- _PASSAGE PROVIDED_:
Wow! I didn't know that the innovation of quartz timekeeping had such a dramatic impact on the industry; disruptive innovation, indeed.

It was brutal, around two-thirds of those employed in the Swiss watch industry lost their jobs 

The two big beasts went into insolvency namely:

Allgemeine Schweizerische Uhrenindustrie AG (ASUG) who had in the previous 40 years acquired a large number of ébauches and movement parts companies and were the main manufacturer of movements, they also produced watches under the A. Reymond S.A., Atlantic S.A, Certina, Diantus, Edox, Endura, Eterna, Hamilton, Longines, Microma, Mido, Oris, Rado, Roamer, Rotary, and Technos labels.

And

Société Suisse pour l'Industrie Horlogère which owned Omega, Tissot, Lemania and A. Lugrin

We have Nicolas Hayek and Ernst Thomke (the former an engineer businessman and the latter a watchmaker) to thank for a big chunk of the industry surviving, the story goes that Swiss bankers dealing with the insolvency asked Hayek to help sell the companies to the Japanese .... the result? The Swatch Group! Thomke took over the running of the movement side of the business and created the modern ETA.

Some watch companies scraped through and survived to fight another day: 

  • Breitling SA - saved from bankruptcy by Ernest Schneider in 1979 who bought it from the family - he was a businessman not a watchmaker
  • IWC scraped through by building high end pocket watches, watch cases and collaborations with Porsche 
  • Zenith were bought by an American investor, stopped mechanical watch production, quartz lines failed, bought back by Swiss investors who put watches together from new old stock movement parts, given a lifeline by Rolex who gave them a 10 year contract to make chronograph movements which allowed them to start production again.

- _AIM OF THE EXERCISE_: Quote the passage on the Swiss watch industry word for word, everything from "The two big" down to "and Technos labels.". The rows after this are separate material, unrelated to the passage on the Swiss watch industry.

- _ENTRIES_:

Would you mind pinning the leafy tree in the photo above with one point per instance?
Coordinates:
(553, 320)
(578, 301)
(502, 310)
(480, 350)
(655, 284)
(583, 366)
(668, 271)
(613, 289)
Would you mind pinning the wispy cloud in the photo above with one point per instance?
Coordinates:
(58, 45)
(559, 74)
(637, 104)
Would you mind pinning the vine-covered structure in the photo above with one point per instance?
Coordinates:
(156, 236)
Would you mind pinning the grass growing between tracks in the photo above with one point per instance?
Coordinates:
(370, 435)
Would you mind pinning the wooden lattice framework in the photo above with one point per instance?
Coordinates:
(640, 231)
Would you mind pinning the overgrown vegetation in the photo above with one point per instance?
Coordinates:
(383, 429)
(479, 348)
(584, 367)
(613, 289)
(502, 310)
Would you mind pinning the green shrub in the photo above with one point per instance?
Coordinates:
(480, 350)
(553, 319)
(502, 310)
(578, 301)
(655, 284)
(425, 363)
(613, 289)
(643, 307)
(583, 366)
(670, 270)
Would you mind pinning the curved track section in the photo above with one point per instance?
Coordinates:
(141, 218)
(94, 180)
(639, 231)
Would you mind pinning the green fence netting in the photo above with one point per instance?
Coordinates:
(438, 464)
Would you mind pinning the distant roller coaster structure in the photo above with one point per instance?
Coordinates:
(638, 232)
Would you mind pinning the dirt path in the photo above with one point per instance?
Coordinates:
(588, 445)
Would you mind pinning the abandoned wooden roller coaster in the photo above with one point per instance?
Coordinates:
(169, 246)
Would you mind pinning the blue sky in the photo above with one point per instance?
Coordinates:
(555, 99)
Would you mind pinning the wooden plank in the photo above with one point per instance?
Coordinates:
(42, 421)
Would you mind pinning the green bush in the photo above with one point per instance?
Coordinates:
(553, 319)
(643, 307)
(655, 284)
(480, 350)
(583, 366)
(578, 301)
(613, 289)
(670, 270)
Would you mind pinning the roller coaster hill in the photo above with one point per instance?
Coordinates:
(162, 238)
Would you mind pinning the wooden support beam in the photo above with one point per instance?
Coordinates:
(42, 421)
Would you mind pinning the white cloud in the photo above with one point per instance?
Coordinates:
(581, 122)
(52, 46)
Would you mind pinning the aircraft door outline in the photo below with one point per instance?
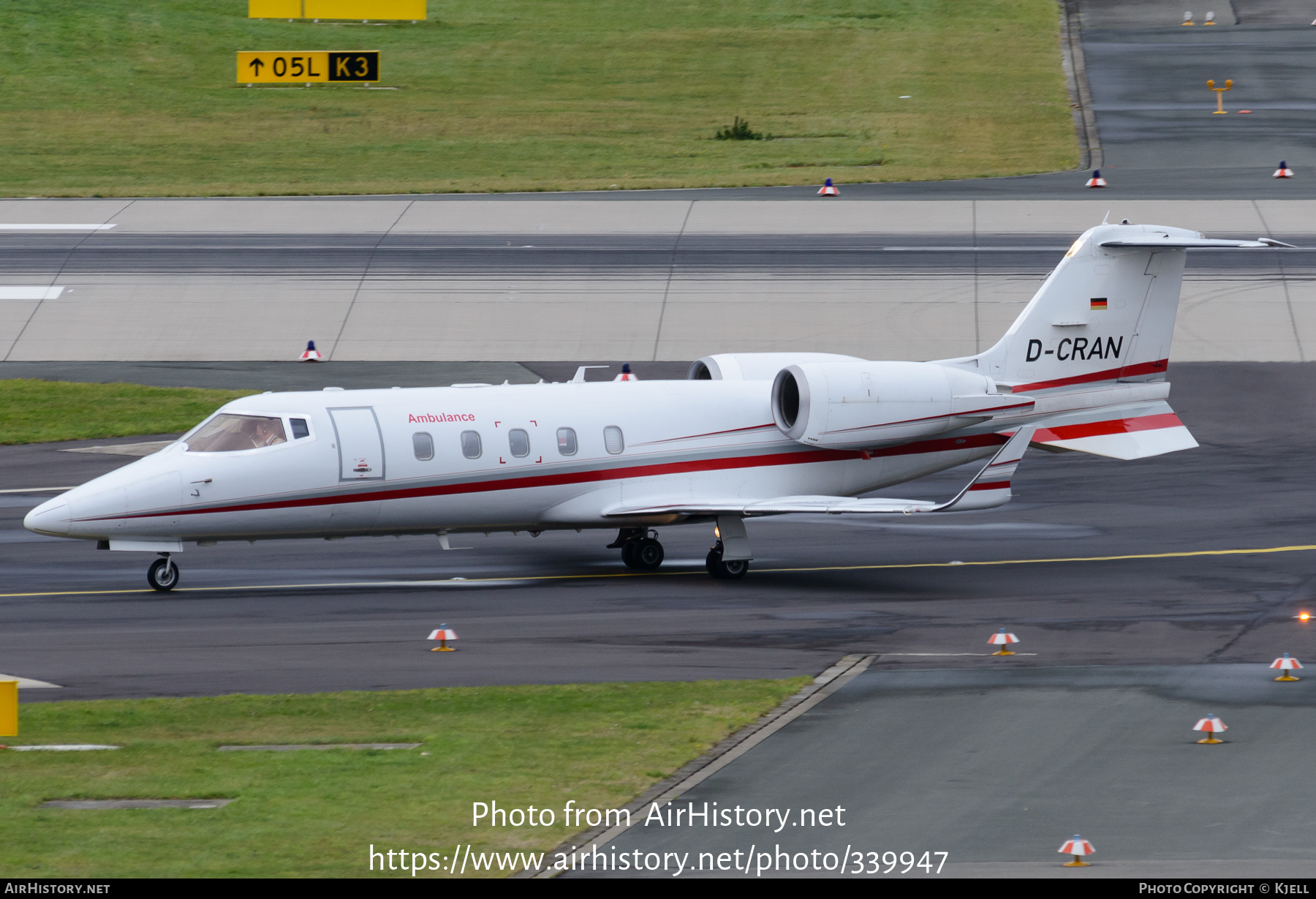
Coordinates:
(361, 445)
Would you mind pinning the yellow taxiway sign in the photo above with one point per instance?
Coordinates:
(292, 66)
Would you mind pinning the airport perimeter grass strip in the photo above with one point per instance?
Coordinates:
(45, 411)
(316, 813)
(670, 574)
(138, 98)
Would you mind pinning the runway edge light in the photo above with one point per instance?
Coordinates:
(442, 633)
(1286, 663)
(1002, 640)
(1077, 846)
(1211, 726)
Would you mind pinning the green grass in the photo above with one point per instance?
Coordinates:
(39, 411)
(314, 813)
(137, 98)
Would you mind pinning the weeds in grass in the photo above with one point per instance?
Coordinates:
(740, 131)
(138, 98)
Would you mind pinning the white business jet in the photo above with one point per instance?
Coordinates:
(1084, 367)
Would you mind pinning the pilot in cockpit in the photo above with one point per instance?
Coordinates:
(266, 435)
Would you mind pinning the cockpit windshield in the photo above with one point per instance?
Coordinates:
(228, 433)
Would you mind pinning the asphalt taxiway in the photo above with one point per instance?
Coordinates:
(1217, 545)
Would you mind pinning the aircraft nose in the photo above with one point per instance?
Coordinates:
(50, 518)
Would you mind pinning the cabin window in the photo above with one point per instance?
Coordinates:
(230, 433)
(566, 441)
(519, 443)
(423, 445)
(472, 444)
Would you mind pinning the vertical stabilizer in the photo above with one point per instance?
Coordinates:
(1105, 314)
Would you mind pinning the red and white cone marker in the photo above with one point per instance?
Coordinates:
(1003, 640)
(1211, 726)
(1077, 846)
(442, 633)
(1286, 665)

- _WORKED ANSWER_:
The two big beasts went into insolvency namely:

Allgemeine Schweizerische Uhrenindustrie AG (ASUG) who had in the previous 40 years acquired a large number of ébauches and movement parts companies and were the main manufacturer of movements, they also produced watches under the A. Reymond S.A., Atlantic S.A, Certina, Diantus, Edox, Endura, Eterna, Hamilton, Longines, Microma, Mido, Oris, Rado, Roamer, Rotary, and Technos labels.